#### Dokumen
Advertisement
Advertisement
Advertisement
INFOGRAFIS INDEKS
Advertisement

Rekam Jejak Ahmed Al-Sharaa Pemimpin Pemberontak yang Jadi Presiden Suriah

Shabila Dina , Jurnalis-Senin, 03 Februari 2025 |19:33 WIB
Rekam Jejak Ahmed Al-Sharaa Pemimpin Pemberontak yang Jadi Presiden Suriah
Presiden Suriah Ahmed Al-Sharaa. (Foto: X)
A
A
A

JAKARTA - Ahmed Al-Sharaa telah resmi ditunjuk sebagai Presiden sementara Suriah pada 29 Januari 2025. Pemimpin sebelumnya, Bashar Al Assad digulingkan dari pemerintahan dan melarikan diri ke Rusia. Ahmed Al-Sharaa merupakan pemimpin kaum pemberontak Suriah, Hay’at Tahrir Al-Sham (HTS) yang berhasil menggulingkan rezim Assad hanya dalam 13 hari. Para pemberontak tahu bahwa rezim Assad saat ini berada pada posisi yang sangat rentan, sehingga dengan perencanaan yang cermat dan dukungan penuh dari pemain regional utama, penggulingan rezim berhasil dilakukan.

Lantas, siapa Ahmed Al-Sharaa ini? Bagaimana bisa ia menggantikan posisi Presiden Suriah setelah menggulingkan rezim sebelumnya yang telah berkuasa selama 5 dekade lamanya. Berikut biografi dan rekam jejaknya.

Riwayat Hidup

Ahmed Hussein al-Sharaa lahir di Riyadh, Arab Saudi, pada 29 Oktober 1982.  Ia dikenal dengan julukan Mohammad al-Julani atau Julani. Julani datang dari keluarga muslim Sunni Suriah. Ayahnya, Hussein al-Sharaa bekerja di Arab sebagai insinyur minyak dan ibunya adalah seorang guru geografi. Keluarganya kembali ke Suriah pada tahun 1989 dan menetap di lingkungan Mezzeh yang makmur di Damaskus tempat ayahnya membuka kantor real estat. Ia akhirnya besar di Damaskus. Ia merupakan revolusioner Suriah, komandan militer, dan politikus yang menjabat sebagai presiden Suriah sejak 29 Januari 2025.

British Times melaporkan  bahwa Ahmed Al-Sharaa adalah seseorang yang pendiam dan pemalu di masa mudanya dan jarang menunjukkan tanda-tanda kegembiraan, menurut beberapa orang terdekatnya.

#### Catatan Tersedia
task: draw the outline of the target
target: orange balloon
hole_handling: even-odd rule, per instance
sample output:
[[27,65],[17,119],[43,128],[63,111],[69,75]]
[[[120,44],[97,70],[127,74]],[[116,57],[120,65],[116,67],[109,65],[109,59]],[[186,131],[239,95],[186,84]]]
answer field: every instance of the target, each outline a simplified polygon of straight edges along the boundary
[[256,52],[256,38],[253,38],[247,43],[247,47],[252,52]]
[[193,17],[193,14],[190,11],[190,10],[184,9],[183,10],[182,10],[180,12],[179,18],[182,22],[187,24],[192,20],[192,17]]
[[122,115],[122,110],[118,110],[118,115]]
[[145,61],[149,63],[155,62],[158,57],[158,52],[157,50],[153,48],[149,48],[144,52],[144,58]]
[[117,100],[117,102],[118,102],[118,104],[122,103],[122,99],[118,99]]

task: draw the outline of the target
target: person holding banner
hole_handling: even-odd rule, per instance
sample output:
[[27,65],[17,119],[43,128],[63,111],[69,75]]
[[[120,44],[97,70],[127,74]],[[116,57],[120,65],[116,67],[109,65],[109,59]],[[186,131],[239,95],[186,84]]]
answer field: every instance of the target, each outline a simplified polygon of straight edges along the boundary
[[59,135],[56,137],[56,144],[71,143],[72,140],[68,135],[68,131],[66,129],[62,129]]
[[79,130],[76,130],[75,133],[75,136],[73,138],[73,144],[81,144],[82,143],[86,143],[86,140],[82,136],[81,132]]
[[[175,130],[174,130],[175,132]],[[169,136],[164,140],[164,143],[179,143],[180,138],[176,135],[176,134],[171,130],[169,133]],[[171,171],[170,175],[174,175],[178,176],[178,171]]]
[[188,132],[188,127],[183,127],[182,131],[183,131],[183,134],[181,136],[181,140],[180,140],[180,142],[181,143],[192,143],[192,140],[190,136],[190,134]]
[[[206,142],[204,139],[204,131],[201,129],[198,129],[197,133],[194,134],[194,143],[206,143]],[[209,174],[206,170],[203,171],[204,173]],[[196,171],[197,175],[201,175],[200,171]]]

...

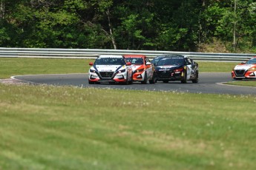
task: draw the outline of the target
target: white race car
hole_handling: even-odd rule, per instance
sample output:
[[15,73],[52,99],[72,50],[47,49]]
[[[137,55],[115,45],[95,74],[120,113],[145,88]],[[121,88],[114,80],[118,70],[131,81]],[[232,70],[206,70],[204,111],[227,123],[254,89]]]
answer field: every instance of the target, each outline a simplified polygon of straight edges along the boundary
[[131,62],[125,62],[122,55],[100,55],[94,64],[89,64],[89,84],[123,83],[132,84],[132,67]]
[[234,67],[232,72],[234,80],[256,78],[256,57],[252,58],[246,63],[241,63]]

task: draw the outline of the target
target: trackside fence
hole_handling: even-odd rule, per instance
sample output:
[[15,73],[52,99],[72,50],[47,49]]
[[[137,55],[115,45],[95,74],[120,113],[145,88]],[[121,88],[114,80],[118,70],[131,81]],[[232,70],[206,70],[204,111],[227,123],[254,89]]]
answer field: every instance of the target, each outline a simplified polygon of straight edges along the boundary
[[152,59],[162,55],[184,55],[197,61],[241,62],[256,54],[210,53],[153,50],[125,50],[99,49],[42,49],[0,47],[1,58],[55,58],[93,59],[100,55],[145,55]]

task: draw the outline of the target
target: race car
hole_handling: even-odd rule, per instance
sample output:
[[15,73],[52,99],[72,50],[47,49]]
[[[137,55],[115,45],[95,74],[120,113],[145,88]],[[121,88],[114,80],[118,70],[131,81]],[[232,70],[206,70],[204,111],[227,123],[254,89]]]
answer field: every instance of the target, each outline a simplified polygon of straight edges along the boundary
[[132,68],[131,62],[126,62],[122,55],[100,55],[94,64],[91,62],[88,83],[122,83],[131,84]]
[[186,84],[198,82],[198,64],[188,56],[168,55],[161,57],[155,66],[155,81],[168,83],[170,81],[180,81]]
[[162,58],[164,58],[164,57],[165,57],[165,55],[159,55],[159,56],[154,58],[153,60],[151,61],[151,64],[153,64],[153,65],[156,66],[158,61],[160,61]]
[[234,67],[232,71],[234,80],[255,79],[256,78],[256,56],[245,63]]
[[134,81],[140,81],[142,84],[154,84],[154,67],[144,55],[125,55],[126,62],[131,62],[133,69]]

#### Tugas
Salin kembali bagian dokumen yang dimulai dengan "Shabila Dina , Jurnalis-Senin, 03" dan berhenti setelah "rezim berhasil dilakukan.", lalu ganti "Rusia" dengan "Moskow". Catatan ini merupakan bahan yang terpisah dari dokumen.

#### Jawaban Benar
Shabila Dina , Jurnalis-Senin, 03 Februari 2025 |19:33 WIB
Rekam Jejak Ahmed Al-Sharaa Pemimpin Pemberontak yang Jadi Presiden Suriah
Presiden Suriah Ahmed Al-Sharaa. (Foto: X)
A
A
A

JAKARTA - Ahmed Al-Sharaa telah resmi ditunjuk sebagai Presiden sementara Suriah pada 29 Januari 2025. Pemimpin sebelumnya, Bashar Al Assad digulingkan dari pemerintahan dan melarikan diri ke Moskow. Ahmed Al-Sharaa merupakan pemimpin kaum pemberontak Suriah, Hay’at Tahrir Al-Sham (HTS) yang berhasil menggulingkan rezim Assad hanya dalam 13 hari. Para pemberontak tahu bahwa rezim Assad saat ini berada pada posisi yang sangat rentan, sehingga dengan perencanaan yang cermat dan dukungan penuh dari pemain regional utama, penggulingan rezim berhasil dilakukan.